# Stored data
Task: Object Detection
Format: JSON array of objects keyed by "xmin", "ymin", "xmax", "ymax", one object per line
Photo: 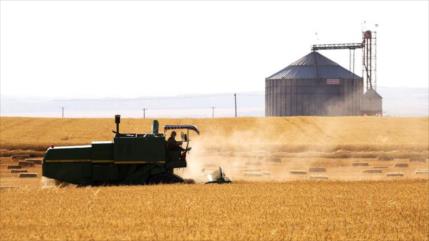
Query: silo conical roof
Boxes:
[
  {"xmin": 267, "ymin": 51, "xmax": 361, "ymax": 80},
  {"xmin": 363, "ymin": 88, "xmax": 382, "ymax": 99}
]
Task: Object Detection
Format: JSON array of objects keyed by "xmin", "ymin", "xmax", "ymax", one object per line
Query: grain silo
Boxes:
[
  {"xmin": 360, "ymin": 89, "xmax": 382, "ymax": 115},
  {"xmin": 265, "ymin": 51, "xmax": 363, "ymax": 116}
]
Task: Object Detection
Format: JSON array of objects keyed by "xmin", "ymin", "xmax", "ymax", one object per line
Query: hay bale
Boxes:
[
  {"xmin": 409, "ymin": 157, "xmax": 426, "ymax": 162},
  {"xmin": 0, "ymin": 186, "xmax": 18, "ymax": 190},
  {"xmin": 11, "ymin": 169, "xmax": 27, "ymax": 173},
  {"xmin": 245, "ymin": 161, "xmax": 261, "ymax": 166},
  {"xmin": 378, "ymin": 155, "xmax": 394, "ymax": 161},
  {"xmin": 267, "ymin": 157, "xmax": 282, "ymax": 163},
  {"xmin": 11, "ymin": 155, "xmax": 30, "ymax": 160},
  {"xmin": 18, "ymin": 161, "xmax": 34, "ymax": 167},
  {"xmin": 352, "ymin": 162, "xmax": 369, "ymax": 167},
  {"xmin": 395, "ymin": 163, "xmax": 409, "ymax": 168},
  {"xmin": 310, "ymin": 176, "xmax": 328, "ymax": 180},
  {"xmin": 290, "ymin": 170, "xmax": 307, "ymax": 175},
  {"xmin": 19, "ymin": 173, "xmax": 37, "ymax": 178},
  {"xmin": 7, "ymin": 165, "xmax": 22, "ymax": 169},
  {"xmin": 25, "ymin": 159, "xmax": 43, "ymax": 165},
  {"xmin": 309, "ymin": 167, "xmax": 326, "ymax": 172},
  {"xmin": 415, "ymin": 169, "xmax": 429, "ymax": 174},
  {"xmin": 386, "ymin": 172, "xmax": 404, "ymax": 177},
  {"xmin": 243, "ymin": 172, "xmax": 263, "ymax": 177},
  {"xmin": 242, "ymin": 168, "xmax": 261, "ymax": 172},
  {"xmin": 363, "ymin": 169, "xmax": 383, "ymax": 174}
]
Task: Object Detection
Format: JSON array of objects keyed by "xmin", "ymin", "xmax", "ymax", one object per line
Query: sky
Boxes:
[{"xmin": 1, "ymin": 0, "xmax": 428, "ymax": 99}]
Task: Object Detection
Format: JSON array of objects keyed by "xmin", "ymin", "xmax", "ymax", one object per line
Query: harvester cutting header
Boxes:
[{"xmin": 42, "ymin": 115, "xmax": 199, "ymax": 185}]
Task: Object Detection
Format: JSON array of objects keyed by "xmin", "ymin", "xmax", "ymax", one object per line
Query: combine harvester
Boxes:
[{"xmin": 42, "ymin": 115, "xmax": 230, "ymax": 185}]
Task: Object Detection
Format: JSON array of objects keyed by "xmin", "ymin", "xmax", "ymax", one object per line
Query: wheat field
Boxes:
[
  {"xmin": 0, "ymin": 116, "xmax": 428, "ymax": 151},
  {"xmin": 1, "ymin": 116, "xmax": 428, "ymax": 181},
  {"xmin": 0, "ymin": 116, "xmax": 428, "ymax": 241},
  {"xmin": 1, "ymin": 180, "xmax": 428, "ymax": 241}
]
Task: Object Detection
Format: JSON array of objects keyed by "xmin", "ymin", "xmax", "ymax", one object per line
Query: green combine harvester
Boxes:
[{"xmin": 42, "ymin": 115, "xmax": 199, "ymax": 185}]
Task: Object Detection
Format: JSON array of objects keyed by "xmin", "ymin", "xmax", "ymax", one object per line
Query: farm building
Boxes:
[{"xmin": 265, "ymin": 51, "xmax": 363, "ymax": 116}]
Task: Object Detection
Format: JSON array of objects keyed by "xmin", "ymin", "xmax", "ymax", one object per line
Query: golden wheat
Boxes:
[
  {"xmin": 0, "ymin": 116, "xmax": 427, "ymax": 151},
  {"xmin": 0, "ymin": 117, "xmax": 428, "ymax": 240},
  {"xmin": 0, "ymin": 180, "xmax": 428, "ymax": 241}
]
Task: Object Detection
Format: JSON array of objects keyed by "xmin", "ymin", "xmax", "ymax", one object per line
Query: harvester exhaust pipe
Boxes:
[
  {"xmin": 152, "ymin": 120, "xmax": 159, "ymax": 135},
  {"xmin": 115, "ymin": 115, "xmax": 121, "ymax": 135}
]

# Problem statement
Reproduce each entry precisely; the pictures stay out.

# Task solution
Task: Object Detection
Format: JSON array of objects keyed by "xmin", "ymin", "xmax", "ymax", one object per line
Photo: 
Query: silo conical roof
Boxes:
[
  {"xmin": 267, "ymin": 51, "xmax": 361, "ymax": 80},
  {"xmin": 363, "ymin": 88, "xmax": 382, "ymax": 99}
]
Task: Object Detection
Format: JSON array of objects keyed by "xmin", "ymin", "xmax", "ymax", one object per line
Query: grain silo
Boxes:
[
  {"xmin": 360, "ymin": 89, "xmax": 382, "ymax": 115},
  {"xmin": 265, "ymin": 51, "xmax": 363, "ymax": 116}
]
Task: Object Detection
Format: JSON array of objects keyed by "xmin", "ymin", "xmax", "ymax", one object per line
Query: hay bale
Boxes:
[
  {"xmin": 409, "ymin": 157, "xmax": 426, "ymax": 162},
  {"xmin": 0, "ymin": 186, "xmax": 18, "ymax": 190},
  {"xmin": 11, "ymin": 169, "xmax": 27, "ymax": 173},
  {"xmin": 245, "ymin": 161, "xmax": 261, "ymax": 166},
  {"xmin": 378, "ymin": 155, "xmax": 394, "ymax": 161},
  {"xmin": 267, "ymin": 157, "xmax": 282, "ymax": 163},
  {"xmin": 11, "ymin": 155, "xmax": 30, "ymax": 160},
  {"xmin": 18, "ymin": 161, "xmax": 34, "ymax": 167},
  {"xmin": 352, "ymin": 162, "xmax": 369, "ymax": 167},
  {"xmin": 395, "ymin": 163, "xmax": 409, "ymax": 168},
  {"xmin": 310, "ymin": 176, "xmax": 328, "ymax": 180},
  {"xmin": 290, "ymin": 170, "xmax": 307, "ymax": 175},
  {"xmin": 19, "ymin": 173, "xmax": 37, "ymax": 178},
  {"xmin": 7, "ymin": 165, "xmax": 22, "ymax": 169},
  {"xmin": 25, "ymin": 159, "xmax": 43, "ymax": 165},
  {"xmin": 309, "ymin": 167, "xmax": 326, "ymax": 172},
  {"xmin": 415, "ymin": 169, "xmax": 429, "ymax": 174},
  {"xmin": 386, "ymin": 172, "xmax": 404, "ymax": 177},
  {"xmin": 243, "ymin": 172, "xmax": 263, "ymax": 177},
  {"xmin": 242, "ymin": 168, "xmax": 261, "ymax": 172},
  {"xmin": 363, "ymin": 169, "xmax": 383, "ymax": 174}
]
Task: Object Detection
Format: JSON array of objects keyed by "xmin", "ymin", "xmax", "ymax", one object per line
Query: sky
Boxes:
[{"xmin": 1, "ymin": 0, "xmax": 428, "ymax": 99}]
Task: Object Detection
Format: JSON array of objects keyed by "xmin", "ymin", "xmax", "ymax", one object per line
Query: harvester cutting header
Boxes:
[{"xmin": 42, "ymin": 115, "xmax": 199, "ymax": 185}]
Task: Object Detection
Format: JSON array of objects keyed by "xmin", "ymin", "xmax", "ymax", one object per line
Query: combine harvester
Boxes:
[{"xmin": 42, "ymin": 115, "xmax": 230, "ymax": 185}]
Task: Object Detection
Format: JSON array of objects keyed by "xmin", "ymin", "xmax", "ymax", one object per line
Query: wheat field
Boxes:
[
  {"xmin": 0, "ymin": 116, "xmax": 428, "ymax": 151},
  {"xmin": 1, "ymin": 116, "xmax": 428, "ymax": 181},
  {"xmin": 0, "ymin": 116, "xmax": 428, "ymax": 241},
  {"xmin": 1, "ymin": 180, "xmax": 428, "ymax": 241}
]
Task: Object Detection
Format: JSON array of objects keyed by "xmin", "ymin", "xmax", "ymax", one object per line
Query: green combine harvester
Boxes:
[{"xmin": 42, "ymin": 115, "xmax": 199, "ymax": 185}]
Task: Object Detection
Format: JSON array of objects keyed by "xmin", "ymin", "xmax", "ymax", one object per line
Query: farm building
Boxes:
[{"xmin": 265, "ymin": 51, "xmax": 363, "ymax": 116}]
Task: Object Detection
Format: JSON array of objects keyed by "xmin", "ymin", "xmax", "ymax", one object per line
Query: golden wheat
Boxes:
[
  {"xmin": 0, "ymin": 116, "xmax": 427, "ymax": 151},
  {"xmin": 0, "ymin": 117, "xmax": 428, "ymax": 240},
  {"xmin": 0, "ymin": 180, "xmax": 428, "ymax": 241}
]
Task: Object Detection
Format: JSON array of objects keyed by "xmin", "ymin", "xmax", "ymax", one object per line
Query: harvester exhaust pipe
Boxes:
[
  {"xmin": 152, "ymin": 120, "xmax": 159, "ymax": 135},
  {"xmin": 115, "ymin": 115, "xmax": 121, "ymax": 135}
]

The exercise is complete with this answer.